_To do:_ Reproduce the passage on the ESPP share pool below word for word, from its first sentence to its last.

As of December 31, 2022, a total of 2,500,000 of our ordinary shares was available for sale under our ESPP, subject to adjustment as provided for in the ESPP. In addition, on the first day of each fiscal year beginning with our 2022 fiscal year and ending on and including the fiscal year of 2029, such pool of ordinary shares shall be increased by that number of our ordinary shares equal to the lesser of (i) 0.5% of the outstanding ordinary shares as of the last day of the immediately preceding fiscal year, determined on a fully diluted basis or (ii) such smaller amount as our board of directors may determine. Our board of directors resolved not to increase the pool of ordinary shares available for sale under the ESPP for the fiscal year 2022 or 2023.
In no event will more than 2,750,000 ordinary shares be available for issuance under the Section 423 Component.

_Record excerpts:_
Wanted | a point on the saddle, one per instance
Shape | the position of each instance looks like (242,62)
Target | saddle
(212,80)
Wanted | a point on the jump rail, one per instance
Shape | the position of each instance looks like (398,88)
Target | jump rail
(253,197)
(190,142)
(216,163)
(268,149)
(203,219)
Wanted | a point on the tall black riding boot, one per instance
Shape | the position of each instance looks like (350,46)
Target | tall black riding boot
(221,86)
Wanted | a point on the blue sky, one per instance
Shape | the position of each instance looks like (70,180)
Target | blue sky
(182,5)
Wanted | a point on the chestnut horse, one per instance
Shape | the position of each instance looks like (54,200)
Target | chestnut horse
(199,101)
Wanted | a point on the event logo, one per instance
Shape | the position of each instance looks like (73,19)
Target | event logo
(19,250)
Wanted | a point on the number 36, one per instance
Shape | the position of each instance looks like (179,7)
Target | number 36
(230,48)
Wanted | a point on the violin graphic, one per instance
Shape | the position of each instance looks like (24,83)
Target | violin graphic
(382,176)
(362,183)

_Solution to this task:_
As of December 31, 2022, a total of 2,500,000 of our ordinary shares was available for sale under our ESPP, subject to adjustment as provided for in the ESPP. In addition, on the first day of each fiscal year beginning with our 2022 fiscal year and ending on and including the fiscal year of 2029, such pool of ordinary shares shall be increased by that number of our ordinary shares equal to the lesser of (i) 0.5% of the outstanding ordinary shares as of the last day of the immediately preceding fiscal year, determined on a fully diluted basis or (ii) such smaller amount as our board of directors may determine. Our board of directors resolved not to increase the pool of ordinary shares available for sale under the ESPP for the fiscal year 2022 or 2023.
In no event will more than 2,750,000 ordinary shares be available for issuance under the Section 423 Component.